EXERCISES TO COMPLETE |
• A. Answer the following from the article on Facebook's public offering:
(i) Roughly how many people's names, photos, tastes and desires does Facebook hold?
(ii) How many years have passed since Facebook sprang out of a Harvard dorm room?
(iii) What position does Catherine Tucker hold?
• B. Tally the lines of the records that contain the string "flat", treating case as significant, and give only the number.

SOURCE PASSAGE |
--- BEGIN ---
SAN FRANCISCO Mark Zuckerberg, Facebook's chief, has managed to amass more information about more people than anyone else in history.
Now what? As Facebook turns to Wall Street in the biggest public offering ever by an Internet company, it faces a new, unenviable test: how to keep growing and enriching its hungry new shareholders.
The answer lies in what Facebook will be able to do and how quickly with its crown jewel: its status as an online directory for a good chunk of the human race, with the names, photos, tastes and desires of nearly 1 billion people.
Already, lots of investors are scrambling to buy Facebook shares, with giddy hopes that it will become a big moneymaker like Google. In the eight years since it sprang out of a Harvard dorm room, Facebook has amassed users at breakneck speed, kept them glued to the site for longer stretches of time and turned a profit by using their personal information to customize the ads they see.
Whether it can spin that data into enough gold to justify a value of as much as $86 billion remains unclear.
"We know Facebook has an awful lot of data, but what they have not worked out yet is the most effective means of using that data for advertising," said Catherine Tucker, a professor of marketing at the Sloan School of Management at the Massachusetts Institute of Technology. "They are going to have to experiment a lot more."
--- END ---
DATA RECORDS |
--- BEGIN ---
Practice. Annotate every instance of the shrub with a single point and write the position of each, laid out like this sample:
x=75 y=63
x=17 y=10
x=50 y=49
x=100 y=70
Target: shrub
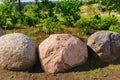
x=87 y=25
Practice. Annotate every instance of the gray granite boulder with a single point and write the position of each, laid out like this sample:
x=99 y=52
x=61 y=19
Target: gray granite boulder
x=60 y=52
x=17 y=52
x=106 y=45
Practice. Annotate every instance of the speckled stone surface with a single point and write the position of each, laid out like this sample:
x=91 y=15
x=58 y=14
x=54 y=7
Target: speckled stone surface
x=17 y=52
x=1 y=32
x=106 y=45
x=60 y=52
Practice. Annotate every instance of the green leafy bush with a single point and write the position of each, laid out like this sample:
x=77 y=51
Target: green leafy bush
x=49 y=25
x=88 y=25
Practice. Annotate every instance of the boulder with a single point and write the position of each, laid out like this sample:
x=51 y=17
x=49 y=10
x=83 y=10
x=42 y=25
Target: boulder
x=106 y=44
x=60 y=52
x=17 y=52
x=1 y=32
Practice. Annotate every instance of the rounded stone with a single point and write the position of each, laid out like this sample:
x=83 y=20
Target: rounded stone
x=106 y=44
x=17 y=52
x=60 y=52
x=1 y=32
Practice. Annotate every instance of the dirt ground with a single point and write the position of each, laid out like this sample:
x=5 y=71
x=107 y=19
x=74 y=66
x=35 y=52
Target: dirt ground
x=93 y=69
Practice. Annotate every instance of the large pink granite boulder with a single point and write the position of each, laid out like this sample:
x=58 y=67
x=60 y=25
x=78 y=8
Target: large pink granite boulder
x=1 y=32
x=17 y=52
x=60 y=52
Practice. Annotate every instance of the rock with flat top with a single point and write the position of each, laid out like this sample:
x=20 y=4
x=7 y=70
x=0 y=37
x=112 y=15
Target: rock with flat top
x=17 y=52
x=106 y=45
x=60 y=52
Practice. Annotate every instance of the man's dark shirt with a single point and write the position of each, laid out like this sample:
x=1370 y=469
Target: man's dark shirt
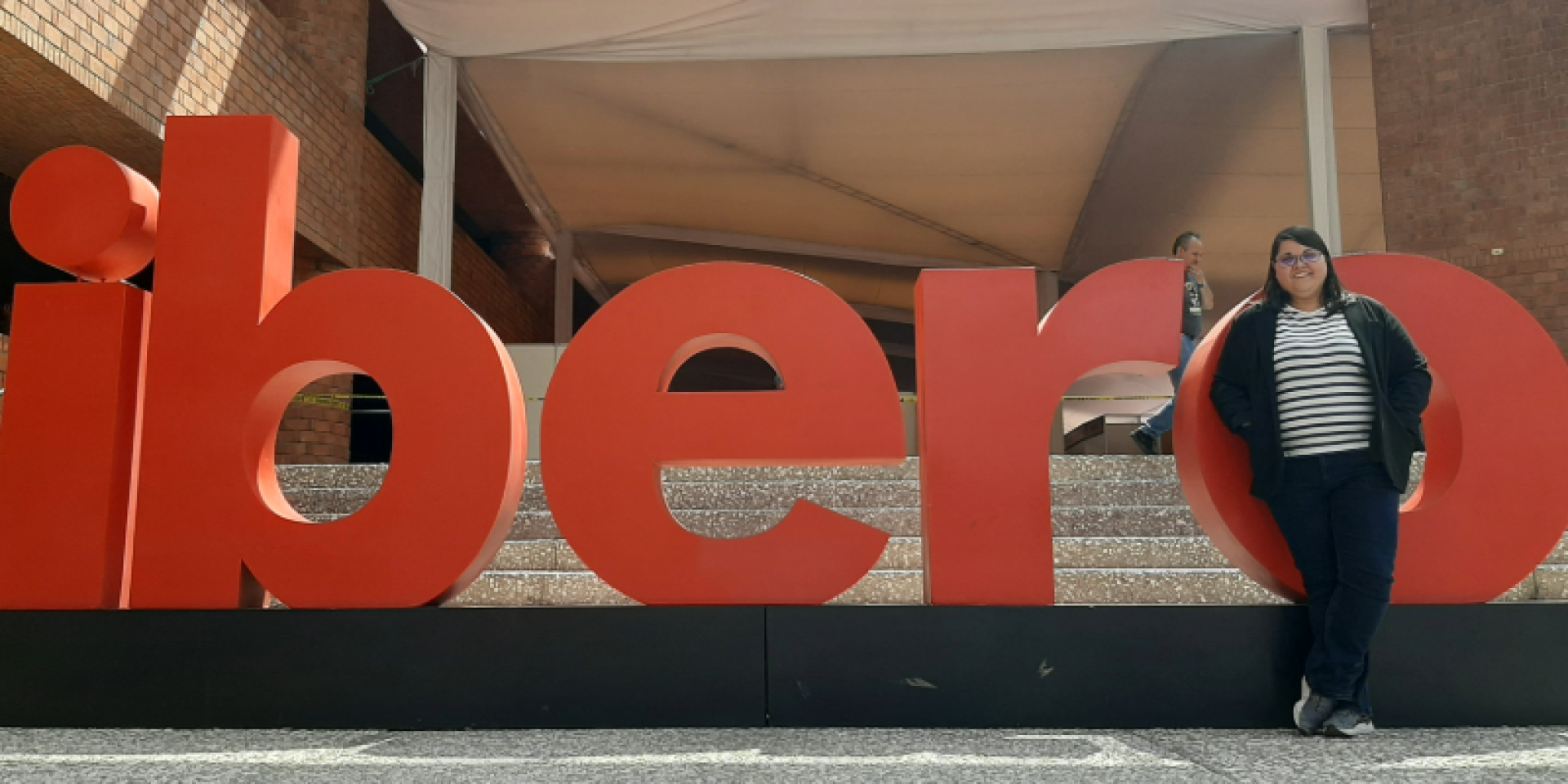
--- END ---
--- BEGIN ---
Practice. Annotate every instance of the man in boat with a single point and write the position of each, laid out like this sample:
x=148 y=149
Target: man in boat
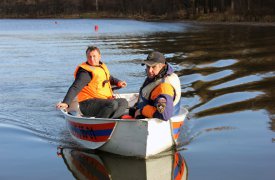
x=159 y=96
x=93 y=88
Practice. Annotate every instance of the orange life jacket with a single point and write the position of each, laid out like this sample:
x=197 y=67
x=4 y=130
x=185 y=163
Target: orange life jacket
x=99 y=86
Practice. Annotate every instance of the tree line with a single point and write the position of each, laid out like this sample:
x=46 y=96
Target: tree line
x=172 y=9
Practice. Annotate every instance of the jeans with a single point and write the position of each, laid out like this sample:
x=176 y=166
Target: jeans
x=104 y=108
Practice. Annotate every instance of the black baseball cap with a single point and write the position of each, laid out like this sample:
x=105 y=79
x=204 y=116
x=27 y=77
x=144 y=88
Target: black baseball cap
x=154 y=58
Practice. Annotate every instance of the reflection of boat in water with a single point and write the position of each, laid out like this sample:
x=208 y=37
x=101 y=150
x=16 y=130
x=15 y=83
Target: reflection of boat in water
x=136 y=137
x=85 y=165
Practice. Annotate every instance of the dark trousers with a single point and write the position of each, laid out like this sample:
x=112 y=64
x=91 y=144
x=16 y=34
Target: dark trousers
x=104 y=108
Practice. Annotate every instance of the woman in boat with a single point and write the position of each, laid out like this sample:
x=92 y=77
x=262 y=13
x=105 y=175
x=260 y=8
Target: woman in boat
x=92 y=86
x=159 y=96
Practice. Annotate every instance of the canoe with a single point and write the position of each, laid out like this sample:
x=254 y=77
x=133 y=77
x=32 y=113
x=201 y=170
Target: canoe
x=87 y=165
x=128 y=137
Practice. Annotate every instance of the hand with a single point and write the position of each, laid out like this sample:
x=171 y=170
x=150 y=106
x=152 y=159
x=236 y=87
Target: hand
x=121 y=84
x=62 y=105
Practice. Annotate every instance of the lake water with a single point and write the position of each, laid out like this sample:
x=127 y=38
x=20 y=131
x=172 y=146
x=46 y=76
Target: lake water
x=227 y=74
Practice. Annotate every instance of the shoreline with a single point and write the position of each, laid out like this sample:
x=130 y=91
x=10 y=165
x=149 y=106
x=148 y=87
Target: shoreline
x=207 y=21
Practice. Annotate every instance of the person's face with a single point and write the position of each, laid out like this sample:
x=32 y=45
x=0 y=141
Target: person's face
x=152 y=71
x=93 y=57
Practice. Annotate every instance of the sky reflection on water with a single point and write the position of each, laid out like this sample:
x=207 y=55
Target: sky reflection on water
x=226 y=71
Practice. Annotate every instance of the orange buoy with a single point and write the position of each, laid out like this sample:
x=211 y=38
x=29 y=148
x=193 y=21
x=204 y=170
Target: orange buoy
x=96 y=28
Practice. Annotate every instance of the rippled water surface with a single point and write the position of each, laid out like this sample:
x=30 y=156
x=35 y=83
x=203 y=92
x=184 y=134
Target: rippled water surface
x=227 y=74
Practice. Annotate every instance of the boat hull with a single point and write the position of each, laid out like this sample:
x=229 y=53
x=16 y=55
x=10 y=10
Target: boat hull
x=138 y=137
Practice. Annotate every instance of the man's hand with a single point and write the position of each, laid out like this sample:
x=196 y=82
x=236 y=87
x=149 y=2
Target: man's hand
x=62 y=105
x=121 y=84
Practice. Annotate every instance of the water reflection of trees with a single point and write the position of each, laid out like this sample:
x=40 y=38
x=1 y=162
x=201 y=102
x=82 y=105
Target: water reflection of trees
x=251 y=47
--- END ---
TASK-BY-TASK RESULTS |
• A.
(i) Nearly 1 billion people.
(ii) Eight years.
(iii) She is a professor of marketing at the Sloan School of Management at the Massachusetts Institute of Technology.

• B. 2